== Data provided ==
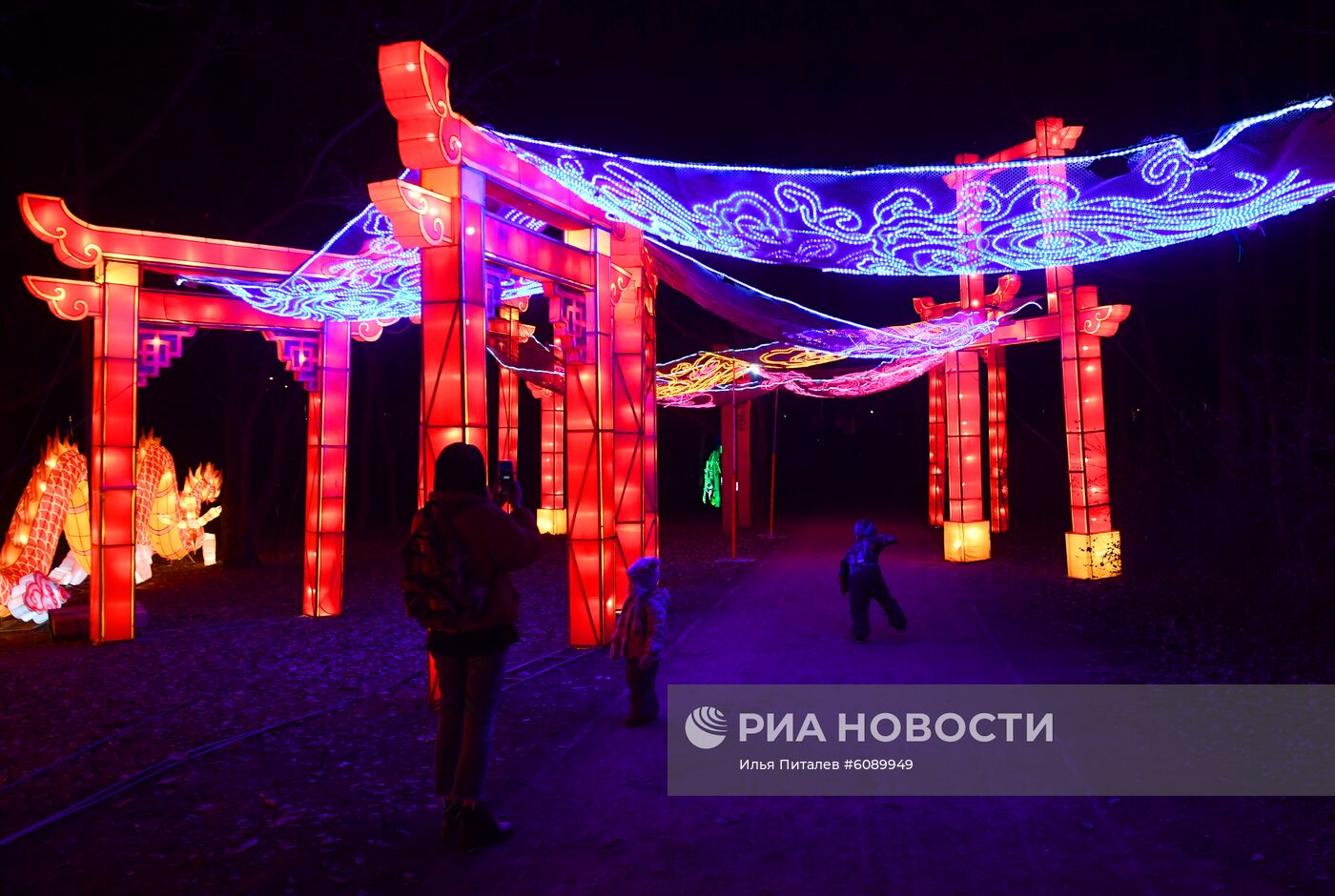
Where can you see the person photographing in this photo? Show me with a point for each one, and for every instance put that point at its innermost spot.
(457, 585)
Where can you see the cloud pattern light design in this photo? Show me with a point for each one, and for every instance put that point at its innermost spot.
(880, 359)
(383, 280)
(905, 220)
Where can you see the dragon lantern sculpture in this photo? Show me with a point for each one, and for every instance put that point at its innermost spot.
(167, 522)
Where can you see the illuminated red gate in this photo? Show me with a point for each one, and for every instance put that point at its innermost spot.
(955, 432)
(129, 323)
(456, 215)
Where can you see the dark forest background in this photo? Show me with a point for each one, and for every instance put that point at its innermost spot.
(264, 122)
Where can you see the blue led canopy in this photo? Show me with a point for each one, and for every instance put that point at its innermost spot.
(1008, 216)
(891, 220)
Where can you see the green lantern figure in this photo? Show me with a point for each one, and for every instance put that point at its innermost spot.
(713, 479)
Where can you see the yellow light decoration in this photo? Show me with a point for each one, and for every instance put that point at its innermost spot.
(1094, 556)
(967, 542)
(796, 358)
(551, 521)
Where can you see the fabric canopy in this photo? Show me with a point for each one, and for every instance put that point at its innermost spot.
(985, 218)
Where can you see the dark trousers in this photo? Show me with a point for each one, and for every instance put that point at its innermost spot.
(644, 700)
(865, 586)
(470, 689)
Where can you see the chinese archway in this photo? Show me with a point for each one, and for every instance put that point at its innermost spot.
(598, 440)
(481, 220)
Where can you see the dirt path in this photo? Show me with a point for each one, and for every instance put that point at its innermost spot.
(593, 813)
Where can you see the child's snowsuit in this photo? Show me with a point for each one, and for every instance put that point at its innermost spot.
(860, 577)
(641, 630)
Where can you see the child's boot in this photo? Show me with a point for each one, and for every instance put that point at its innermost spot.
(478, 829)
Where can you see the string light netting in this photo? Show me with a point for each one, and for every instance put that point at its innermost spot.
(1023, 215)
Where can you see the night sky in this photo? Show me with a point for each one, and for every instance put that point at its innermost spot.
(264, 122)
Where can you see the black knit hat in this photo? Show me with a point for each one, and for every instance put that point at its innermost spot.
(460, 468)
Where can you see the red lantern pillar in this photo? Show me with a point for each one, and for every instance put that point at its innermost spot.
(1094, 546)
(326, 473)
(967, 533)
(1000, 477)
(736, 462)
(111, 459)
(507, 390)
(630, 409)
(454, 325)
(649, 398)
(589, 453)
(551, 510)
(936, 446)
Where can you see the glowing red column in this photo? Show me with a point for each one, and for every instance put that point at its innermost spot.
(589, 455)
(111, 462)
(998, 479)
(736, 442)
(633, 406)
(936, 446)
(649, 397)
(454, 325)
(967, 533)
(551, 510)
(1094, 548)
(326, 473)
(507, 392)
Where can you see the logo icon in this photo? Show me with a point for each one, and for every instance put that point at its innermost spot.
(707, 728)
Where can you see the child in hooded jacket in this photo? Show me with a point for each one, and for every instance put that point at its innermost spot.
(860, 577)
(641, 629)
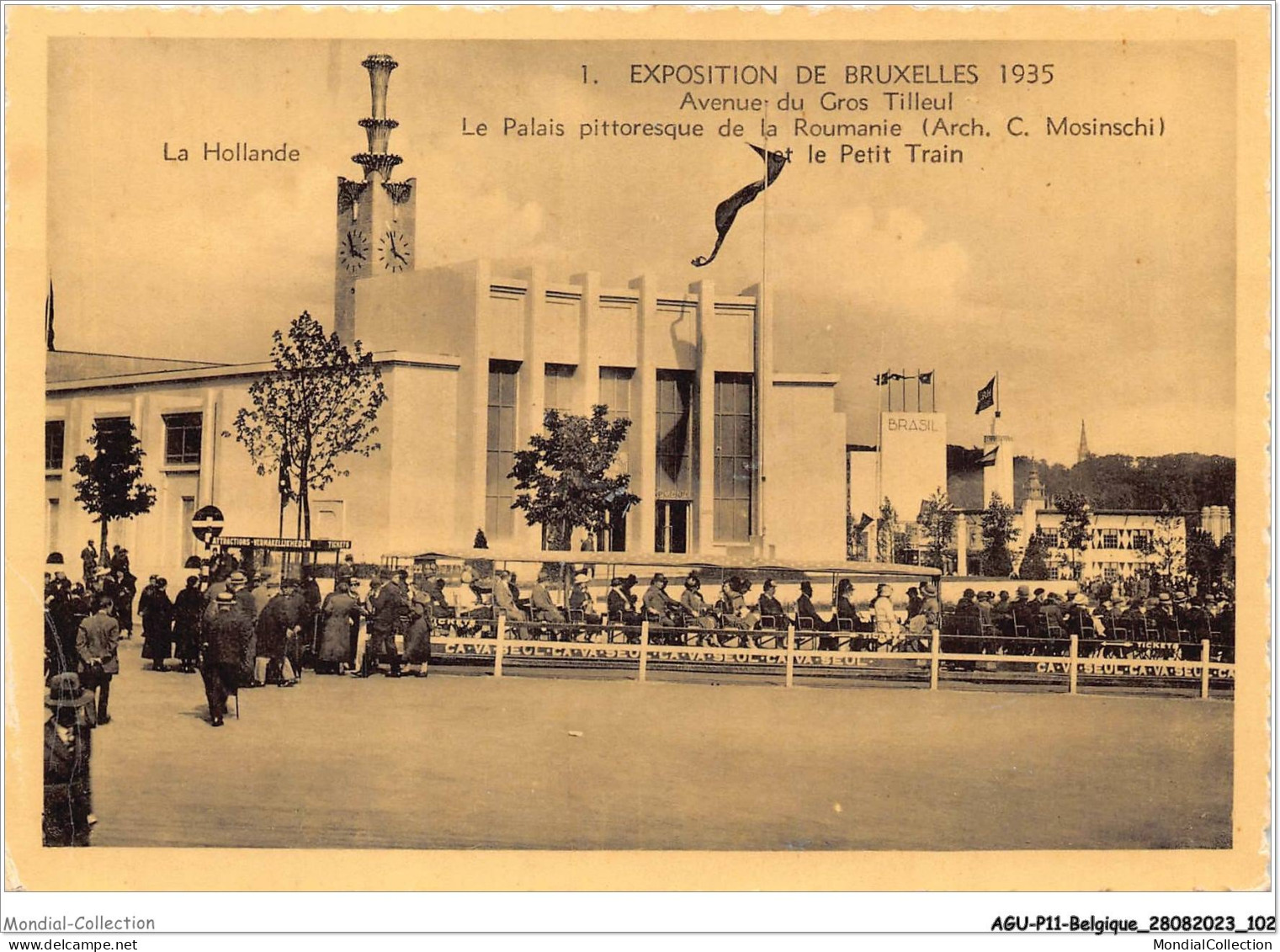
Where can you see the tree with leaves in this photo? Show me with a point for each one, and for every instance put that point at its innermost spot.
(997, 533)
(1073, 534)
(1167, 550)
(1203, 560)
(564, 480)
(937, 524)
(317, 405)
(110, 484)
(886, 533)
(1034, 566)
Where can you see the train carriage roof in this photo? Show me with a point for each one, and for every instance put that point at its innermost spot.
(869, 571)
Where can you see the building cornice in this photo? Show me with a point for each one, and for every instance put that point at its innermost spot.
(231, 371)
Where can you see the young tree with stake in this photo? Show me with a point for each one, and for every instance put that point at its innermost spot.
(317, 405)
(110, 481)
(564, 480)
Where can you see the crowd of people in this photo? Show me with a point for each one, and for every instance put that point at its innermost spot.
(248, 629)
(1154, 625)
===
◆ **Action item**
Your response should consist solely of the lines from the line with "Where can you see the child in" through the last line of the entries above, printed exactly and without pictures.

◆ **Output below**
Where can you see the child in hooded jacket in this photo? Show me with a point for each one, and for every instance put that point at its innermost spot.
(860, 577)
(641, 629)
Where can you see the tree with leaves in this photo? Show me with a point for each one, and for every instance put that point at its innermost spot.
(997, 533)
(1073, 534)
(1167, 550)
(1203, 560)
(564, 480)
(937, 524)
(317, 405)
(110, 484)
(886, 533)
(1034, 566)
Where can you see the train carriage roof in this photo? Show me with a point for each one, and for every instance put that point at its innermost spot.
(869, 571)
Where can you see the building cornice in this photo? Show me with a point for each one, and for every instance put that point at its innermost spot.
(231, 371)
Where can you see the young tree with stake in this photo? Show me with a point for each one, and for every instance put that point at its innermost spot.
(317, 405)
(110, 481)
(564, 480)
Where can you see the crowd of people in this photo? Show me with a point for each one, and for every instance put that point at its innermost spot.
(248, 629)
(1154, 625)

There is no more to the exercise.